Each line of the data below that carries the word "shrub" needs to be copied.

(Dataset entries)
▽
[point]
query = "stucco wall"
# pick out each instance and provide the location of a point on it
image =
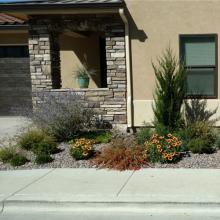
(161, 22)
(72, 53)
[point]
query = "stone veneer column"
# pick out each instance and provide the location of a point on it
(116, 73)
(44, 56)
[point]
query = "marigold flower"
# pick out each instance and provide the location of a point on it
(170, 158)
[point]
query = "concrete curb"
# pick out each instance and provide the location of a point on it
(206, 210)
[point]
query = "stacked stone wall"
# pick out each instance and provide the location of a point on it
(45, 64)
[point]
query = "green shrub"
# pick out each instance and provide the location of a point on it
(82, 149)
(46, 146)
(6, 154)
(62, 115)
(163, 149)
(170, 91)
(38, 142)
(18, 160)
(99, 136)
(200, 146)
(28, 139)
(202, 138)
(43, 158)
(143, 135)
(217, 142)
(104, 137)
(196, 111)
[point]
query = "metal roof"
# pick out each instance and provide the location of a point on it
(28, 2)
(6, 19)
(60, 4)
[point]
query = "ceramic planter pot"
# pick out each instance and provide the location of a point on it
(83, 82)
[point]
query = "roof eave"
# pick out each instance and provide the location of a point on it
(13, 26)
(46, 7)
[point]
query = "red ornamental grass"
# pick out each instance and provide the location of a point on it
(121, 158)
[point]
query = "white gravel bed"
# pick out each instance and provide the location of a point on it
(197, 161)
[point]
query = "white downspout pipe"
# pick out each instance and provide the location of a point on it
(128, 69)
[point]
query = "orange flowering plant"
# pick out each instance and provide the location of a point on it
(82, 148)
(164, 149)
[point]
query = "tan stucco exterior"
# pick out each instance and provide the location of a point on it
(154, 25)
(161, 22)
(73, 52)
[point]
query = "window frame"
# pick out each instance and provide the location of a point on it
(181, 38)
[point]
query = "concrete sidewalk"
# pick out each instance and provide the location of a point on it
(101, 194)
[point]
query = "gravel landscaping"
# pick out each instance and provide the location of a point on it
(64, 160)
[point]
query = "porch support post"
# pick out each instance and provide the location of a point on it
(116, 72)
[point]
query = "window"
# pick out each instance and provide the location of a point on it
(199, 53)
(13, 51)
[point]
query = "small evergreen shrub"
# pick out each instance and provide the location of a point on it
(99, 136)
(82, 149)
(6, 154)
(120, 155)
(196, 111)
(46, 146)
(143, 135)
(170, 91)
(62, 115)
(38, 142)
(28, 139)
(163, 149)
(18, 160)
(200, 146)
(202, 138)
(43, 158)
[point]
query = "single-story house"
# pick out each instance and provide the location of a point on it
(42, 42)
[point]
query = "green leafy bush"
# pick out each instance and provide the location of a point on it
(143, 135)
(6, 154)
(18, 160)
(200, 146)
(170, 91)
(196, 111)
(38, 142)
(99, 136)
(202, 138)
(163, 149)
(82, 149)
(43, 158)
(62, 115)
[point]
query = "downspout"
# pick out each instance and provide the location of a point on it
(128, 69)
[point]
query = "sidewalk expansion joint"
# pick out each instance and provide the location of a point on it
(123, 186)
(36, 180)
(2, 208)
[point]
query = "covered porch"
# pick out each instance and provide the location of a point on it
(59, 44)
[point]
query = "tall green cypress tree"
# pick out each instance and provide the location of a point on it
(170, 91)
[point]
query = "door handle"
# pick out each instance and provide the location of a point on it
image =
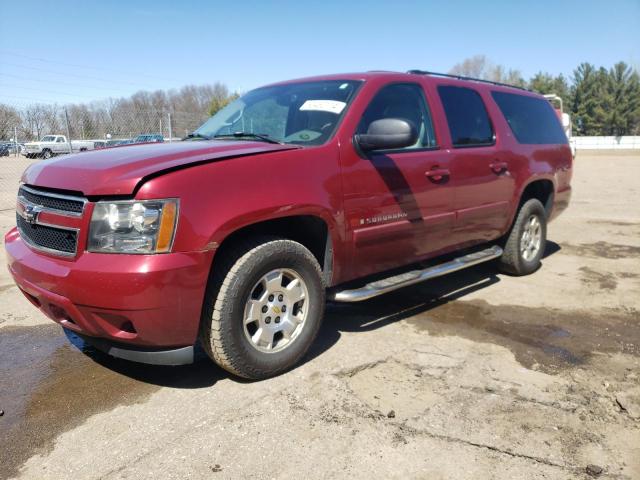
(437, 174)
(499, 167)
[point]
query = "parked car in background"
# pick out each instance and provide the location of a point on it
(114, 142)
(343, 187)
(149, 138)
(4, 149)
(51, 145)
(13, 147)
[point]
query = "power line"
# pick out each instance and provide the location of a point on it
(19, 77)
(19, 55)
(54, 92)
(68, 74)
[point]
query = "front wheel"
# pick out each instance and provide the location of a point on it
(526, 241)
(263, 307)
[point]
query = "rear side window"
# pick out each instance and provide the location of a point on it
(532, 120)
(467, 117)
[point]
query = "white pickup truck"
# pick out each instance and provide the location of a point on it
(51, 145)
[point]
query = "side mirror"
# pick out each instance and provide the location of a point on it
(387, 133)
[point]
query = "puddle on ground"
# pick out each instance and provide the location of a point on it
(611, 251)
(547, 338)
(603, 281)
(51, 382)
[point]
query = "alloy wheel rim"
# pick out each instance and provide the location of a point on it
(531, 239)
(276, 311)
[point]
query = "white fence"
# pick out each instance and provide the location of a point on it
(606, 143)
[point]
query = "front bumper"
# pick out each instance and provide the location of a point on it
(149, 301)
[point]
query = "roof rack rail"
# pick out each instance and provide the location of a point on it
(462, 77)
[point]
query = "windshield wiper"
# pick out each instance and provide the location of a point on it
(197, 135)
(259, 136)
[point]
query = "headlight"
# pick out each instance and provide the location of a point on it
(135, 226)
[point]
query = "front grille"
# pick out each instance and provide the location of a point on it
(50, 238)
(53, 202)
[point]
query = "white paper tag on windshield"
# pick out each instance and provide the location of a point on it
(332, 106)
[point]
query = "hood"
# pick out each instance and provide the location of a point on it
(118, 170)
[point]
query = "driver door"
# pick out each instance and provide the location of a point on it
(396, 211)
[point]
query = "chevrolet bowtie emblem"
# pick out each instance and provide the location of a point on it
(31, 212)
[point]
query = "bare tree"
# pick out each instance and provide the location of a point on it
(9, 119)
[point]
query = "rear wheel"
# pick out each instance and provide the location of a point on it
(526, 242)
(263, 307)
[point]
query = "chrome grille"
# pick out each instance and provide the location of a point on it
(48, 237)
(52, 201)
(58, 240)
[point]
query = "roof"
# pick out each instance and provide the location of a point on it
(441, 78)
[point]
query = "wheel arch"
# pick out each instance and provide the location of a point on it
(309, 229)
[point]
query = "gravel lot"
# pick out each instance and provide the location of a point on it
(474, 376)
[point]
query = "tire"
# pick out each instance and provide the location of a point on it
(239, 277)
(525, 244)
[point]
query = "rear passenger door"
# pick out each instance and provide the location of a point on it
(480, 169)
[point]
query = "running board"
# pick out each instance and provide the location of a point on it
(402, 280)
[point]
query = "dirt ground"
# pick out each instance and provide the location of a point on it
(473, 376)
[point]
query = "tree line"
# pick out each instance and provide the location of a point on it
(600, 101)
(172, 112)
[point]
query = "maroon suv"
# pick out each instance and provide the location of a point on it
(294, 192)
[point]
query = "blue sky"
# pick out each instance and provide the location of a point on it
(74, 51)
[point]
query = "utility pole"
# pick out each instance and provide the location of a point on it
(66, 117)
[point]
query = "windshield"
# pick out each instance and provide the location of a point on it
(301, 113)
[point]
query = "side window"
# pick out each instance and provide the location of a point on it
(467, 117)
(405, 101)
(532, 120)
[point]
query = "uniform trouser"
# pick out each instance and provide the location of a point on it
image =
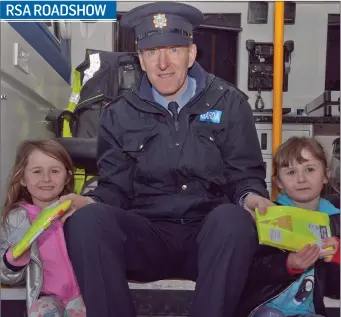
(108, 246)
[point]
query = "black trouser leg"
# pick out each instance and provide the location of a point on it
(107, 246)
(226, 245)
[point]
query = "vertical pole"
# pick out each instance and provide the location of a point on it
(277, 80)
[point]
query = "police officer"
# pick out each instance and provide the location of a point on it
(178, 159)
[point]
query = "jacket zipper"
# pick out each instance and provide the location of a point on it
(40, 286)
(66, 261)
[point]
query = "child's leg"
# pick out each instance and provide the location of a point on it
(75, 308)
(267, 312)
(46, 306)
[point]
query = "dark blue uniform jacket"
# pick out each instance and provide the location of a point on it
(180, 169)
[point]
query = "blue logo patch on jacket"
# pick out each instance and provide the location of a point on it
(213, 116)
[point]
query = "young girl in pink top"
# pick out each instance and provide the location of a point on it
(42, 172)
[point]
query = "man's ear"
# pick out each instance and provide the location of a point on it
(140, 53)
(192, 54)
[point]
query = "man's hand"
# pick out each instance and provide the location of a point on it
(253, 201)
(329, 243)
(304, 258)
(77, 203)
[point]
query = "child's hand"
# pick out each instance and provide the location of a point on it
(304, 258)
(23, 260)
(327, 243)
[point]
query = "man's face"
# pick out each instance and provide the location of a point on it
(167, 67)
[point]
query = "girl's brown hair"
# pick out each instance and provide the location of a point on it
(291, 151)
(17, 193)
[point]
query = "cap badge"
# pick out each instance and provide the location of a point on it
(160, 21)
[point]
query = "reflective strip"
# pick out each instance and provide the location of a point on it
(74, 97)
(95, 64)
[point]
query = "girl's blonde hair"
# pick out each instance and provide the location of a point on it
(17, 193)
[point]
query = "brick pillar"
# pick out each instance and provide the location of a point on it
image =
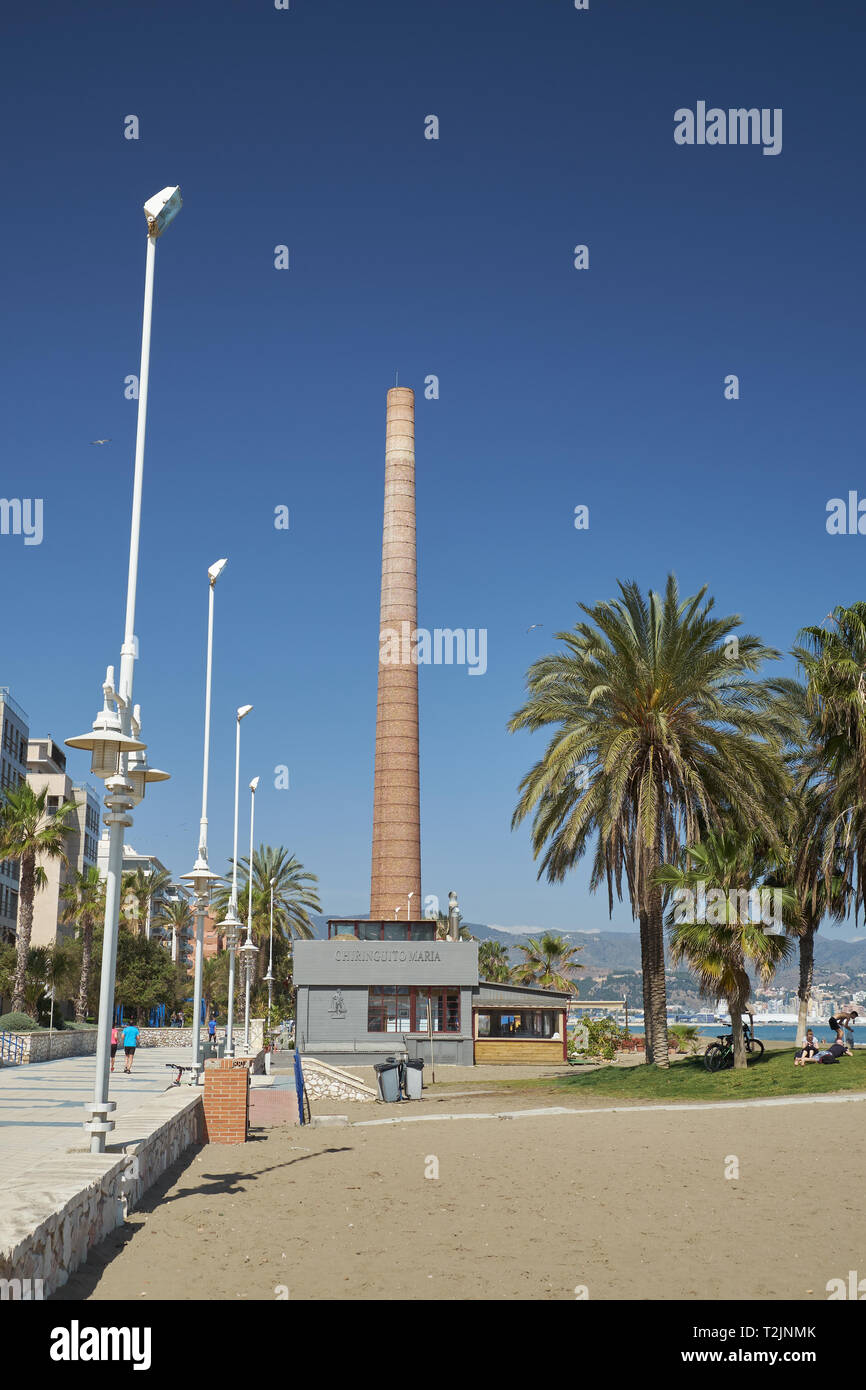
(227, 1101)
(396, 812)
△
- [Answer below]
query = "green shrub"
query = "small evergreen shrub"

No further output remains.